##### Records for this task #####
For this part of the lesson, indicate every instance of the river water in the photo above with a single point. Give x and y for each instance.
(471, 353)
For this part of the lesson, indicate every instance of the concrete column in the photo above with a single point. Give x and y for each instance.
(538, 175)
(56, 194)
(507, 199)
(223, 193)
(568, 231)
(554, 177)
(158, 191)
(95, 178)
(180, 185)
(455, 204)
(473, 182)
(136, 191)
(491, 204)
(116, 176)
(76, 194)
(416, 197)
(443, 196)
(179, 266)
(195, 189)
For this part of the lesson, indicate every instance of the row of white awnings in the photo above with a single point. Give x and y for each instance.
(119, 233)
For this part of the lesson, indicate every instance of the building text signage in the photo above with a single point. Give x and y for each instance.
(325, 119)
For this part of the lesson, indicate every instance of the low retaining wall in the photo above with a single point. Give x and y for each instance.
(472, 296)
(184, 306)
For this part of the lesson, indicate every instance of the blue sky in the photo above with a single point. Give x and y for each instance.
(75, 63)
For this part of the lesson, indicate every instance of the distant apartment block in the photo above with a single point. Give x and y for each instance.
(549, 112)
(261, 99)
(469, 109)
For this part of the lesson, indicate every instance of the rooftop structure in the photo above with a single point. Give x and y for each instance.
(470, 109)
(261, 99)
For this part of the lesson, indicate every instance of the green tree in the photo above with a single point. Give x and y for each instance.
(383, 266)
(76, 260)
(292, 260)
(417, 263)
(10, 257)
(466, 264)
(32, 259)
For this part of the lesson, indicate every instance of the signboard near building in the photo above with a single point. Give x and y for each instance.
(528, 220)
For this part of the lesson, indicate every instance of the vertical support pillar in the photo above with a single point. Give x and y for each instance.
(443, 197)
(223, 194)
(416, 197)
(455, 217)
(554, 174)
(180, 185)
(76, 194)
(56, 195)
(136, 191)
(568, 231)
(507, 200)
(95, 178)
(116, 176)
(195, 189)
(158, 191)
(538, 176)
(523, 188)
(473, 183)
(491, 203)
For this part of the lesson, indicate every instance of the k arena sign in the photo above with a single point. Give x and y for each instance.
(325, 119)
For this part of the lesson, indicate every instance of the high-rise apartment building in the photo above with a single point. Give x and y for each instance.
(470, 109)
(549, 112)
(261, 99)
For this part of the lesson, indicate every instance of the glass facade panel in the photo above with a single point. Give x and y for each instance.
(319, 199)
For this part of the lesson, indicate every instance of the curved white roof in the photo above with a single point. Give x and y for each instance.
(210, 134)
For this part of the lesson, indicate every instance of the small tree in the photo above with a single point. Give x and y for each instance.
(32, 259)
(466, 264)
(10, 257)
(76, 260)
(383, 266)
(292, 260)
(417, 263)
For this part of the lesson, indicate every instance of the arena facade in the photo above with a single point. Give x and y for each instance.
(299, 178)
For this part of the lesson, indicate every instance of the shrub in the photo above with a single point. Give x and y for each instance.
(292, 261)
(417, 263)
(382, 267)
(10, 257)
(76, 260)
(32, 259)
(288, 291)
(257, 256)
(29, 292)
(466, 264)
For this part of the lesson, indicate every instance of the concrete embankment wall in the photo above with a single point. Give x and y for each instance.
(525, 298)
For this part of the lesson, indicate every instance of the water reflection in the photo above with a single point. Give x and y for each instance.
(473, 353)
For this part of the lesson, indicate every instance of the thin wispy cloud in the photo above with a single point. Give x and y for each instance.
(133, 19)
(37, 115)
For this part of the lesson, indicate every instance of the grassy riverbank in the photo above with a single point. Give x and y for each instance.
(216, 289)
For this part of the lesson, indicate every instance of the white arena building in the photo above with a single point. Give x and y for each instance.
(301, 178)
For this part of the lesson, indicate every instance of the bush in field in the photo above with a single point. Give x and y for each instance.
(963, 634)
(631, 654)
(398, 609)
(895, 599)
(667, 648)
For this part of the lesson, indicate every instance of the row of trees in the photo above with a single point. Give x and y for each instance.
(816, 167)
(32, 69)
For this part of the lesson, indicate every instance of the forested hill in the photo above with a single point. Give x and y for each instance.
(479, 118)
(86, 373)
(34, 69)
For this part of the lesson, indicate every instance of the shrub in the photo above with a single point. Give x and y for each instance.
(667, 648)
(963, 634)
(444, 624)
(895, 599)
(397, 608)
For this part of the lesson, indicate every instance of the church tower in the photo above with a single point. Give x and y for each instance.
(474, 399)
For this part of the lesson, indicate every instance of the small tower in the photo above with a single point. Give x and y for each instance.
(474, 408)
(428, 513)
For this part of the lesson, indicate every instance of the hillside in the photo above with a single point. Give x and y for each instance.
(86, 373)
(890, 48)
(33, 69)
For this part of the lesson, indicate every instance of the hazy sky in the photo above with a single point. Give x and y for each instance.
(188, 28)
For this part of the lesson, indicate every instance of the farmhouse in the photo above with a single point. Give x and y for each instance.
#####
> Task item
Please restate the preceding entries word for word.

> Result for this task
For this part of the lesson, indicate every instance of the river water in the photo above with a single point. Give x and y for each instance.
(471, 353)
For this part of the lesson, indicate every instance of the concrete column in the photo above with a single point. Give x and y for each instance.
(538, 175)
(56, 194)
(507, 199)
(223, 193)
(568, 231)
(554, 177)
(158, 191)
(95, 178)
(180, 185)
(455, 204)
(473, 182)
(136, 191)
(491, 204)
(116, 176)
(76, 194)
(416, 197)
(443, 196)
(179, 266)
(195, 189)
For this part of the lesson, indicate every instance of the row of white awnings in the photo above with a single point. Give x and y for each instance.
(119, 233)
For this part of the lesson, indicate every instance of the building text signage in the photo above with a single point. Give x and y for each instance.
(325, 119)
For this part of the lesson, indicate every instance of the low retaining wall in the photo above with a single point. Give x and y for each instance.
(472, 296)
(184, 306)
For this part of the lesson, indicate every instance of the blue sky in the photo above with a single point. Give x and y for each instance.
(75, 63)
For this part of the lesson, indicate every instance of the distant apartment block in the photo above with a single point. Give x and y for each instance.
(549, 112)
(261, 99)
(469, 109)
For this part of the lesson, indicate every instance of the rooftop structure in the photo above with a single point. Give x and y for each instance.
(470, 109)
(261, 99)
For this part of the lesson, indicate every instance of the green tree in the photo above with a single point. Give x and y for each instance.
(383, 266)
(76, 260)
(292, 260)
(417, 263)
(10, 257)
(466, 264)
(32, 259)
For this part of the lesson, indicate every instance of the signboard near building in the photo above with a single point. Give x and y for each instance.
(528, 220)
For this part of the lesson, indicate every instance of the vertical support pillar in the photo above with a single point. Give x and y for each instance.
(443, 197)
(223, 194)
(416, 197)
(455, 217)
(554, 174)
(180, 185)
(76, 194)
(56, 195)
(136, 191)
(568, 231)
(507, 200)
(95, 178)
(116, 176)
(195, 189)
(158, 191)
(538, 176)
(523, 188)
(473, 183)
(491, 203)
For this part of the lesson, indicate every instance of the k arena sign in the photo above with a single point. Give x and y for each instance.
(325, 119)
For this part of the lesson, indicate every instance of the high-rise apartment building in the photo above with a single point. Give x and y for each instance.
(470, 109)
(549, 112)
(261, 99)
For this part of the lesson, indicate every instance of the glass facade panel in the photo above with a single point. Give x and y for each instance.
(319, 199)
For this part of the lesson, indicate every instance of the curved white roof in the photo above with a single point. Give x and y for each instance.
(210, 134)
For this part of the lesson, indicate every instance of the small tree in the photo above with a single point. Give x and y for each instance.
(32, 259)
(466, 264)
(10, 257)
(76, 260)
(383, 266)
(292, 260)
(417, 263)
For this part of the lesson, indicate every instance of the arena facade in the photo above with a single point. Give x and y for each instance.
(299, 178)
For this part of the lesson, indicate every instance of the shrub in the photo above with a single point. Give x and y for each instance.
(292, 261)
(417, 263)
(382, 267)
(10, 257)
(76, 260)
(32, 259)
(288, 291)
(257, 256)
(29, 292)
(466, 264)
For this part of the lesson, indicate every instance of the concrete embankment wall in the photo above with a single point. Give x and y for each instance.
(525, 298)
For this part of the lesson, indicate every instance of the water reflection in the photo above with a single point. Give x and y for each instance.
(473, 353)
For this part of the lesson, indicate every instance of the thin wispy cloud in the photo above with a single point. Give x and y for each instance.
(133, 19)
(37, 115)
For this part of the lesson, indicate every instance of the grassy riverbank in the photo above with a single point. Give x and y for each instance.
(216, 289)
For this part of the lesson, indicate every instance of the white arena building in the photo above with a single point. Give x and y for each instance.
(301, 178)
For this part of the lesson, indicate every instance of the bush in field in the photo above with a single point. Give x and y for each instance.
(963, 634)
(631, 654)
(398, 609)
(895, 599)
(667, 648)
For this part of the lesson, indicate every instance of the row of trees in the photo above with a single point. Give x and y for each instance.
(816, 167)
(32, 69)
For this part of the lesson, indicate every instance of the forested hill in the photo above with a single point. Give x and y for each instance.
(479, 118)
(86, 373)
(34, 69)
For this part of the lesson, indicate every instance of the shrub in the photo above with a single point. Give x and y for each instance.
(667, 648)
(963, 634)
(444, 624)
(895, 599)
(397, 608)
For this part of the lesson, indicate every instance of the church tower in the photo above with a single point. Give x and y for each instance.
(474, 399)
For this part of the lesson, indicate every instance of the small tower in the photo above with a single point. Give x and y for each instance.
(474, 408)
(428, 513)
For this part of the lesson, indicate every instance of the hillside in the photo above with a single point. Give x and y for each instance.
(86, 373)
(890, 48)
(33, 69)
For this part of the lesson, indicate every instance of the hazy sky in the photo above with a single point. Give x and y for each instance.
(188, 28)
For this part of the lesson, indicate every instance of the farmhouse in the photo above with a single point. Give x and y for each instance.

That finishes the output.